### Exercise objective
Rewrite the listing below as a numbered list, starting at its beginning and ending at the line containing "left=211, top=107, right=596, bottom=270", with both of those lines included and blank lines omitted. Leave out the pictures.
-- Start --
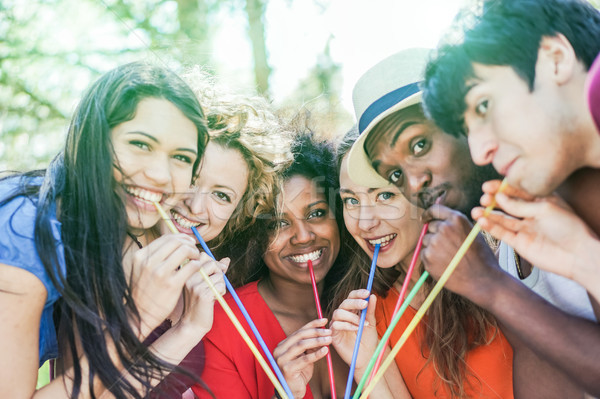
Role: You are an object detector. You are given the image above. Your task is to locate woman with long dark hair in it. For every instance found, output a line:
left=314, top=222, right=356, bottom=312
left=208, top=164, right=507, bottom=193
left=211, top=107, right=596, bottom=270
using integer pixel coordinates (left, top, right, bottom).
left=192, top=134, right=348, bottom=399
left=0, top=63, right=224, bottom=398
left=332, top=129, right=513, bottom=398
-- End --
### Result
1. Role: You are an object detector. You are given the image above. Your task is to locate woman with long dark hair in it. For every instance found, output a line:
2. left=314, top=222, right=356, bottom=312
3. left=208, top=164, right=507, bottom=193
4. left=211, top=107, right=596, bottom=270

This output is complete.